> Set problem
Please write out the lines below without any changes. Begin at the line that contains "of the wrinkle", continue through the end of the records, and omit the pictures.

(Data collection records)
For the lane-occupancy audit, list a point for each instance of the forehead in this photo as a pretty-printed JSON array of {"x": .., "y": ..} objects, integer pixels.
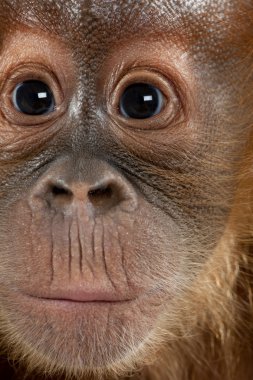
[
  {"x": 91, "y": 26},
  {"x": 170, "y": 14}
]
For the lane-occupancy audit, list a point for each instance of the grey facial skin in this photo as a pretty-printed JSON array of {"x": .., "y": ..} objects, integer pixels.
[{"x": 125, "y": 243}]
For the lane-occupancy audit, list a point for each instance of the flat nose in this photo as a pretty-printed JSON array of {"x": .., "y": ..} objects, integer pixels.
[
  {"x": 102, "y": 196},
  {"x": 101, "y": 191}
]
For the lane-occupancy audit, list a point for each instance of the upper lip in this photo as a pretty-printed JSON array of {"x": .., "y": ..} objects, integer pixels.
[{"x": 81, "y": 295}]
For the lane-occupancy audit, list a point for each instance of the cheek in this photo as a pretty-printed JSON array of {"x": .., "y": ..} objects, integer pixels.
[{"x": 131, "y": 258}]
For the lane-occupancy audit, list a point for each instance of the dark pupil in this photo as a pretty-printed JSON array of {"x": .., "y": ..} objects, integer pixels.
[
  {"x": 33, "y": 97},
  {"x": 140, "y": 101}
]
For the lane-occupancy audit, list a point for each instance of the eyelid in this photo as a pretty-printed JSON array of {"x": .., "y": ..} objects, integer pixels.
[
  {"x": 172, "y": 107},
  {"x": 22, "y": 73}
]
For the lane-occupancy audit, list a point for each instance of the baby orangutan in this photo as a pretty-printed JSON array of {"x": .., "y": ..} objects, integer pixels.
[{"x": 126, "y": 189}]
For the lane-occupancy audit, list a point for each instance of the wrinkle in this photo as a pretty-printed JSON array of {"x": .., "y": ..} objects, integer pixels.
[
  {"x": 83, "y": 255},
  {"x": 104, "y": 257},
  {"x": 70, "y": 251}
]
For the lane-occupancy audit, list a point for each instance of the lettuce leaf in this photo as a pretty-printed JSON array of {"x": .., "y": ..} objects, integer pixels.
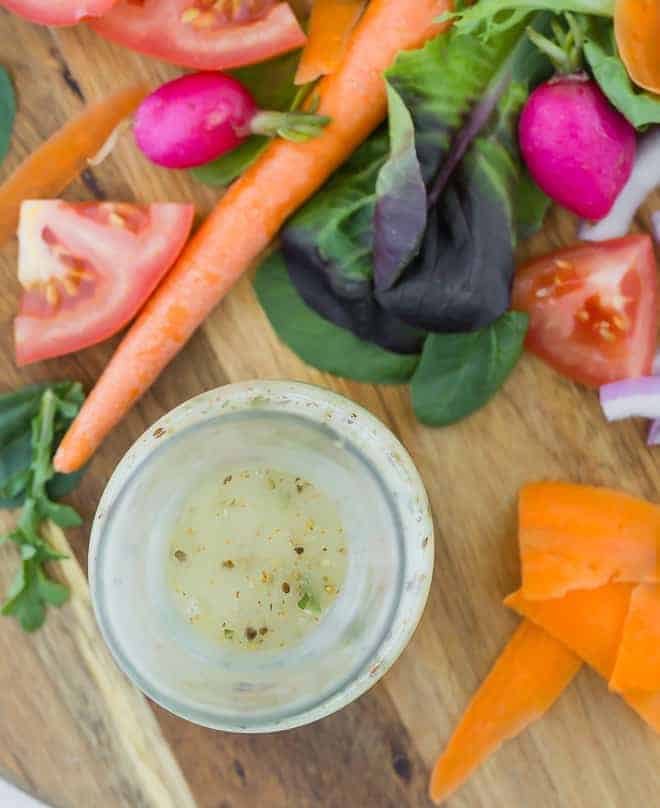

> Written reply
For the lane-occupancy audit, list a point for each instance of the wrinkle in this photo as a pretty-printed JSON array of {"x": .., "y": ..} objects, integer pixels.
[
  {"x": 83, "y": 255},
  {"x": 104, "y": 257},
  {"x": 70, "y": 251}
]
For the lane-occupancy audit, list a point for each instance of the lettuce leaf in this photo as a pretty-printed JSON array of {"x": .., "y": ..} objects, integer pixels.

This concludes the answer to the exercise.